--- Work to be completed ---
Find every line of the records that has "below" and return it.
##### Source records
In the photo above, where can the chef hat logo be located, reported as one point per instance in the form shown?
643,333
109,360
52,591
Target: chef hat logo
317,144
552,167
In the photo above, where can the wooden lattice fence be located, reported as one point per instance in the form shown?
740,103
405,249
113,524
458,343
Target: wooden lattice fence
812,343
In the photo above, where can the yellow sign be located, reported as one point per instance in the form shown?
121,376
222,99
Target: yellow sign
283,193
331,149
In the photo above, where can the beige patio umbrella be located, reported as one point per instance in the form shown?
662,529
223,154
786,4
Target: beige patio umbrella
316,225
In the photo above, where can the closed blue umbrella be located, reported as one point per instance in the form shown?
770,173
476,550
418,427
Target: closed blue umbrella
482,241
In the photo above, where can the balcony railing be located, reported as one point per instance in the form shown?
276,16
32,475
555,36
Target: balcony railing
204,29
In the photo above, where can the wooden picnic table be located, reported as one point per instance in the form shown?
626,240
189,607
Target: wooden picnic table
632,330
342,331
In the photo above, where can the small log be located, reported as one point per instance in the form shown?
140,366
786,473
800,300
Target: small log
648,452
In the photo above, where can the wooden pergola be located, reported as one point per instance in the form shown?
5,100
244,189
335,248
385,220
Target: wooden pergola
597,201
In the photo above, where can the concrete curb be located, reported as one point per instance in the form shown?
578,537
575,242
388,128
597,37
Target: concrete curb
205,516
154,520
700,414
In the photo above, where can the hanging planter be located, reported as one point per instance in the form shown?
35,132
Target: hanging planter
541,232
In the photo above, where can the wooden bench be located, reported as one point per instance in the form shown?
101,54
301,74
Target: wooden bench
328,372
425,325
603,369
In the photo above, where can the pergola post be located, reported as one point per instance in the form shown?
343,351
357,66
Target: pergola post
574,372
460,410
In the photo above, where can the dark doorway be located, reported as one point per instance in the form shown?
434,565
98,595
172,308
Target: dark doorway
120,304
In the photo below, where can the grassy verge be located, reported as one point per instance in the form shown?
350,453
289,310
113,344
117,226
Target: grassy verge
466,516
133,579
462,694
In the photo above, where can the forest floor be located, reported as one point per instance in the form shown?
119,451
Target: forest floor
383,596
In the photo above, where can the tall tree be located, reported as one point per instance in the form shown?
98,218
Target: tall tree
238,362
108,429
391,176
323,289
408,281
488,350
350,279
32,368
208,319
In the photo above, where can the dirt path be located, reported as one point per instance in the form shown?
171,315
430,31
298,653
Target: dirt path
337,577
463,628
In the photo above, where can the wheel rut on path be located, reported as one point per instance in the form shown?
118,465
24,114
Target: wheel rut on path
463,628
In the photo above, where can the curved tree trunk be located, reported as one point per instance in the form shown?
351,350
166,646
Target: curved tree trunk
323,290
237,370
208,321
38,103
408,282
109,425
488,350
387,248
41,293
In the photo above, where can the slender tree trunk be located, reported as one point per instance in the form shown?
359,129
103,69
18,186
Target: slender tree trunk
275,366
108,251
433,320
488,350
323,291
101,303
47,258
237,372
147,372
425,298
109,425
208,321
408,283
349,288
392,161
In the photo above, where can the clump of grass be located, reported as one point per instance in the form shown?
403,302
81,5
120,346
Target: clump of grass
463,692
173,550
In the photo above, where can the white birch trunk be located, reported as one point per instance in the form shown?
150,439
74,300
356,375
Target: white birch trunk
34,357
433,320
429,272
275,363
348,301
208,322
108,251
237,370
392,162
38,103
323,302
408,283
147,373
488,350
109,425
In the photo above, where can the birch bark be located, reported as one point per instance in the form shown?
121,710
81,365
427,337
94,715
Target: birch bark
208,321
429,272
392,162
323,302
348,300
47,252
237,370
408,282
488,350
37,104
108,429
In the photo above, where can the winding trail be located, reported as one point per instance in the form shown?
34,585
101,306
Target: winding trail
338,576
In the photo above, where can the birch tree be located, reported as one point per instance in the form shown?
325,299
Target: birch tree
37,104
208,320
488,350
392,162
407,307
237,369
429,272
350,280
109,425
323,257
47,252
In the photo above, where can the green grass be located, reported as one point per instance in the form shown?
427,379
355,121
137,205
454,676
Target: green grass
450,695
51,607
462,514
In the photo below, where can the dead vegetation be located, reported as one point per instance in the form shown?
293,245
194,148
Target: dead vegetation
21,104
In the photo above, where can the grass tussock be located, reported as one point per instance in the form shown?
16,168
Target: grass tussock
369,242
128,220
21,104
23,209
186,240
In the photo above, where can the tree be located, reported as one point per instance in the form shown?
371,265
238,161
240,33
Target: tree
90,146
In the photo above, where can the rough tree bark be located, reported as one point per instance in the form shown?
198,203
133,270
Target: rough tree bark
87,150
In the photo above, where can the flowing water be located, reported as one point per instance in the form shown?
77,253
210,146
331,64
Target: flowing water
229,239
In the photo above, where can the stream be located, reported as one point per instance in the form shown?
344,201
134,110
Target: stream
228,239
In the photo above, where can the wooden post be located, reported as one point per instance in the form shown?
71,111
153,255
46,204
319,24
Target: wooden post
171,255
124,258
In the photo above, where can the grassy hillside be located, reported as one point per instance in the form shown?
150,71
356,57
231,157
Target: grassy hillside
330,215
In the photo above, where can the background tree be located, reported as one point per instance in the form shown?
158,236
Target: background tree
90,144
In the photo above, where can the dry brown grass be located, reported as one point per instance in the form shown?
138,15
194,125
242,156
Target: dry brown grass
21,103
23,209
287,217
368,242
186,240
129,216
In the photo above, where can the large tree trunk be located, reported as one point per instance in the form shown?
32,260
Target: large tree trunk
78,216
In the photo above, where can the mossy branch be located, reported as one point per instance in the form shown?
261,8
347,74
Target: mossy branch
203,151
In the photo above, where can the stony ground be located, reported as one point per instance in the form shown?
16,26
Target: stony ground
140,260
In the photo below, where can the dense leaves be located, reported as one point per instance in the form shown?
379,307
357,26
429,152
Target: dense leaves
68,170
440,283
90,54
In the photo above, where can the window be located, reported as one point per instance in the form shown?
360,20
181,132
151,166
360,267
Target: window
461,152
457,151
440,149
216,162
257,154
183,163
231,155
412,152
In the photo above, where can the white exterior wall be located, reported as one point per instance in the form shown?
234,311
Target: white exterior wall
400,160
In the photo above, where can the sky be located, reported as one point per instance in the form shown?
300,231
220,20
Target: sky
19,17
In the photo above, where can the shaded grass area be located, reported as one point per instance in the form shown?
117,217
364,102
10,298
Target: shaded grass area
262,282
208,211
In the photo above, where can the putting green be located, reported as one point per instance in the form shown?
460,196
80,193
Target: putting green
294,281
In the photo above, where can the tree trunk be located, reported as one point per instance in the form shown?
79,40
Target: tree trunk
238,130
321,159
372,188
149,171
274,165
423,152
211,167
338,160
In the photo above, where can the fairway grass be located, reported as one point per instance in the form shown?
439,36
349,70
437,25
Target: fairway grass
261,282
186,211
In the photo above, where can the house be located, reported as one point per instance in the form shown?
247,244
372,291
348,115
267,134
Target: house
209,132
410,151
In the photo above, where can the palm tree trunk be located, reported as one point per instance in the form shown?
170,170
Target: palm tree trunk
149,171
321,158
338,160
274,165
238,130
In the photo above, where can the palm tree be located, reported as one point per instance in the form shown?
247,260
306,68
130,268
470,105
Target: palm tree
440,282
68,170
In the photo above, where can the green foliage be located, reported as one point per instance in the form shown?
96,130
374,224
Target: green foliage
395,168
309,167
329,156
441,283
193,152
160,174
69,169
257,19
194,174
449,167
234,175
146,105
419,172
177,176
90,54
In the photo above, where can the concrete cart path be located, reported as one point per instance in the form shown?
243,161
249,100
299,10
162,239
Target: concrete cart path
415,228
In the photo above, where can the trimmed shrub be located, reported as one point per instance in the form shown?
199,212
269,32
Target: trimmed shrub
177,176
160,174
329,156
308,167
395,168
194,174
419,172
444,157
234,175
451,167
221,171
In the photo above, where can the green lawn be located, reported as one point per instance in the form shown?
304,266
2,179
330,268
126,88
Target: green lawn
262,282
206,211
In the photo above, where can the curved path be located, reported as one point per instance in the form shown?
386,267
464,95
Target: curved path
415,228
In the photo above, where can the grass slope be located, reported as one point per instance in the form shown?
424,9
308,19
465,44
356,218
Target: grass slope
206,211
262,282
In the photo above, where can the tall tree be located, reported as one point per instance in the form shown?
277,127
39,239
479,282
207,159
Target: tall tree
##########
--- Answer to this problem ---
In the photo below, where can the grassy verge be located, reported as one point per instance in the form shown?
In the photo below, where can the dead vegetation be located, reported as one point per instance in the form shown?
In the photo below, where can the dense leaves be located, reported as one point per instance in the form shown?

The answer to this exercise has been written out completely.